Please print all of the material below, word for word.

--- Start of Provided data ---

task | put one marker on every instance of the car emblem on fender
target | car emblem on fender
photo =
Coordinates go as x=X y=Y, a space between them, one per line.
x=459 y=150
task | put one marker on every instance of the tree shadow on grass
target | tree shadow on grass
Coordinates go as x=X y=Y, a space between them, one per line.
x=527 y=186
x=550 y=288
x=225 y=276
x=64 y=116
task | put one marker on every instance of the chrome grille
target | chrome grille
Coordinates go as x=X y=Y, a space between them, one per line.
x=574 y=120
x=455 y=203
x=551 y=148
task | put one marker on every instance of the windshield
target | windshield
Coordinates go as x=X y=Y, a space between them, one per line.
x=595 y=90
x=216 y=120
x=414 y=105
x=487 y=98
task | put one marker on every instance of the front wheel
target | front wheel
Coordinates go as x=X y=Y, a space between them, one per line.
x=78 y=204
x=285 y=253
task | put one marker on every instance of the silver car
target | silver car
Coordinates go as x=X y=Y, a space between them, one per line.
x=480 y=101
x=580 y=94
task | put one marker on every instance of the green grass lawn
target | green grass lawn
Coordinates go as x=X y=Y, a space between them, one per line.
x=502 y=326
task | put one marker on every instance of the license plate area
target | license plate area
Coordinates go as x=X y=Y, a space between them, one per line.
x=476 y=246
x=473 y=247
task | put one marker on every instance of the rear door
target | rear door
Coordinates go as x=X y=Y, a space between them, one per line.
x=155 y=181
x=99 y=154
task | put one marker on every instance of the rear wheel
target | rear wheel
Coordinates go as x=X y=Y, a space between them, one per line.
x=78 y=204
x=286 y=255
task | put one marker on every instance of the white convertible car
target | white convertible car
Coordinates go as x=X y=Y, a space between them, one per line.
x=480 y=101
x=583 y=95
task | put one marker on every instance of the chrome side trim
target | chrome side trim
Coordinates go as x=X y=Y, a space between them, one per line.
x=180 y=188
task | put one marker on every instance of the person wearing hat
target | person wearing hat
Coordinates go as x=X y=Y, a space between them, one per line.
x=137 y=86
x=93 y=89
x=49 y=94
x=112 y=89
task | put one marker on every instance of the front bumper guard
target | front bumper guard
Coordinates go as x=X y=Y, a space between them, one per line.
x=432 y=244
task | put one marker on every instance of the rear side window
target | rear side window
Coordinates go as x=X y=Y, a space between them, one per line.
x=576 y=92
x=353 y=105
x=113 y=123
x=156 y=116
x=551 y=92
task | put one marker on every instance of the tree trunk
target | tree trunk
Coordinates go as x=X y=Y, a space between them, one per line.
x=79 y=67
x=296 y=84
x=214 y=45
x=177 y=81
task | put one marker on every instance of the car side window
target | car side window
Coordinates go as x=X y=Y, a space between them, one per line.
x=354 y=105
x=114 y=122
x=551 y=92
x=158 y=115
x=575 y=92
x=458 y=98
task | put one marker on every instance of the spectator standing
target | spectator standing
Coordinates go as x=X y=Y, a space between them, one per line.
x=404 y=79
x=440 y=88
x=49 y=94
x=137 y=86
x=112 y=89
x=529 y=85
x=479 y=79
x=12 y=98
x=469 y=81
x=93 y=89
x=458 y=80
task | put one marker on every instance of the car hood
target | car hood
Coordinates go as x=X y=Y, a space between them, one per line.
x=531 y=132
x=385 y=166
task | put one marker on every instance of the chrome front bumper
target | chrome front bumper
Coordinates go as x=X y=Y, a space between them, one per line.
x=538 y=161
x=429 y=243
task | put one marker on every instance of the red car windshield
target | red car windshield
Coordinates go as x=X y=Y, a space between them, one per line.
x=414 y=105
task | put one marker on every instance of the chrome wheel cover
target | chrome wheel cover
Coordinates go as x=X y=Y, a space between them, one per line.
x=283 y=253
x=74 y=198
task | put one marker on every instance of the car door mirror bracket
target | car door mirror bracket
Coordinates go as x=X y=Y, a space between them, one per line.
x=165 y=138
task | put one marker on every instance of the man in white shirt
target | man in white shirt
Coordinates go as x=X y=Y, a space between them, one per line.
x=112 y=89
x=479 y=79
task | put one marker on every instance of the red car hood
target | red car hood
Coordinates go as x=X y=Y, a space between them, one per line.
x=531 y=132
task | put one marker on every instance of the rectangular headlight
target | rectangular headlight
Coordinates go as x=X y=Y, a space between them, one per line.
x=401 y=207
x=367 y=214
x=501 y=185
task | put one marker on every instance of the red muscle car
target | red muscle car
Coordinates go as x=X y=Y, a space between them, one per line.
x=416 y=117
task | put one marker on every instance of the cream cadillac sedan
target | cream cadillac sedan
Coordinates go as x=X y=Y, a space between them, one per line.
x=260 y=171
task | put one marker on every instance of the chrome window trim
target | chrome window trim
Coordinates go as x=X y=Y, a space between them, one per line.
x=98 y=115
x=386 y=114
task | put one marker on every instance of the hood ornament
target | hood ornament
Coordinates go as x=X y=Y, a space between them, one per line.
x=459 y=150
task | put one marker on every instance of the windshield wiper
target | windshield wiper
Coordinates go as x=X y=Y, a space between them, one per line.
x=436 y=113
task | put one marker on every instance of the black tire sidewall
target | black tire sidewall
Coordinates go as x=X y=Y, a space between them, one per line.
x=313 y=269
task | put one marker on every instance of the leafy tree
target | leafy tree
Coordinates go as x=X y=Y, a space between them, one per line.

--- End of Provided data ---

## Exercise solution
task | put one marker on every instance of the car emblem on fender
target | car emblem on fender
photo =
Coordinates go as x=X y=Y, a space between them, one per line.
x=459 y=150
task | put one marker on every instance of the tree shadow on grass
target | tree shadow on grass
Coordinates go as x=X y=Y, a space between them, one per line.
x=527 y=186
x=550 y=288
x=225 y=276
x=64 y=116
task | put one marker on every instance of the chrome grille
target | chrome grille
Coordinates go as x=X y=Y, a space between them, one per line.
x=574 y=120
x=455 y=203
x=551 y=148
task | put one marker on every instance of the windshield
target | windshield
Coordinates go as x=X y=Y, a space between them, one per line.
x=595 y=90
x=216 y=120
x=414 y=105
x=487 y=98
task | put one marker on every instance of the front wheel
target | front wheel
Coordinates go as x=X y=Y, a space between them, one per line.
x=78 y=204
x=285 y=253
task | put one marker on every instance of the silver car
target | silver car
Coordinates go as x=X y=Y, a space between them, one per line.
x=480 y=101
x=580 y=94
task | put one marker on every instance of the green grass lawn
target | green grass lawn
Coordinates go as x=X y=Y, a space between them, one per line.
x=502 y=326
task | put one marker on every instance of the license plate area
target | license plate area
Coordinates go as x=X y=Y, a space between them, one per line.
x=476 y=246
x=473 y=247
task | put one marker on every instance of the rear door
target | rear door
Coordinates go as x=X y=Y, a space between them, one per line.
x=155 y=181
x=99 y=154
task | put one marker on every instance of the rear wheel
target | rear wheel
Coordinates go as x=X y=Y, a space between them, one per line.
x=78 y=204
x=286 y=255
task | put one marker on every instance of the white convertible car
target | white convertible car
Coordinates go as x=X y=Y, a space between them, one per line.
x=480 y=101
x=583 y=95
task | put one marker on every instance of the chrome side trim
target | chrome side trim
Coordinates go as x=X y=Y, a space between them, one per line.
x=180 y=188
task | put one marker on every instance of the person wearing hat
target | person wearing hat
Coordinates go as x=X y=Y, a space between them, one per line.
x=137 y=86
x=93 y=89
x=49 y=94
x=112 y=89
task | put one marker on every instance of the front bumper guard
target | front bumper guard
Coordinates go as x=X y=Y, a space between them, one per line.
x=432 y=244
task | put one marker on every instance of the rear side window
target | rear side window
Coordinates go as x=X y=Y, a space between them, one per line.
x=576 y=92
x=353 y=105
x=113 y=123
x=156 y=116
x=551 y=92
task | put one marker on every instance of the tree trunk
target | tree trunk
Coordinates go as x=X y=Y, a space between them, one per line.
x=79 y=67
x=296 y=84
x=214 y=45
x=177 y=81
task | put one marker on every instance of the car side window
target | car side window
Coordinates go as x=X y=Y, a space between them, one per line.
x=354 y=105
x=114 y=122
x=551 y=92
x=158 y=115
x=575 y=92
x=458 y=98
task | put one marker on every instance of the spectator standing
target | spectator standing
Coordinates go as x=X y=Y, a space between them, one per line.
x=404 y=79
x=440 y=88
x=49 y=94
x=137 y=86
x=112 y=89
x=529 y=85
x=479 y=79
x=12 y=98
x=469 y=81
x=93 y=89
x=458 y=80
task | put one marker on every instance of the car hood
target | car hood
Coordinates go as x=X y=Y, a space between them, one per line.
x=531 y=132
x=385 y=166
task | put one marker on every instance of the chrome front bumper
target | chrome front bumper
Coordinates go as x=X y=Y, a space between them, one per line.
x=538 y=161
x=429 y=243
task | put one marker on every instance of the red car windshield
target | red car windshield
Coordinates go as x=X y=Y, a space between them, one per line.
x=414 y=105
task | put one marker on every instance of the chrome wheel cover
target | chrome wheel cover
Coordinates go as x=X y=Y, a space between them, one per line.
x=283 y=253
x=74 y=198
task | put one marker on every instance of the car door mirror bracket
target | car door mirror bracket
Coordinates go as x=X y=Y, a space between them, one per line.
x=165 y=138
task | put one marker on every instance of the man in white shirt
target | man in white shirt
Coordinates go as x=X y=Y, a space between them, one per line.
x=112 y=89
x=479 y=79
task | put one marker on every instance of the red car hood
target | red car hood
Coordinates go as x=X y=Y, a space between them, one per line.
x=531 y=132
task | put one marker on every instance of the rectangular headlight
target | rectangular headlight
Coordinates go as x=X y=Y, a space between them, one per line.
x=401 y=207
x=367 y=214
x=501 y=185
task | put one marker on every instance of the red muscle car
target | red muscle car
Coordinates go as x=X y=Y, a space between them, one per line.
x=416 y=117
task | put one marker on every instance of the cream cadillac sedan
target | cream cadillac sedan
Coordinates go as x=X y=Y, a space between them, one per line.
x=260 y=171
task | put one marker on every instance of the chrome window trim
target | chrome window trim
Coordinates go as x=X y=Y, a space between them, one per line.
x=98 y=115
x=386 y=114
task | put one marker on every instance of the hood ornament
target | hood ornament
Coordinates go as x=X y=Y, a space between them, one per line.
x=459 y=150
task | put one marker on every instance of the windshield wiper
target | windshield wiper
Coordinates go as x=X y=Y, a space between them, one per line.
x=436 y=113
task | put one marker on every instance of the black tire sidewall
target | black tire sidewall
Coordinates go as x=X y=Y, a space between them, one per line.
x=313 y=269
task | put one marker on every instance of the leafy tree
target | leafy tree
Coordinates go as x=X y=Y, a space between them, one per line.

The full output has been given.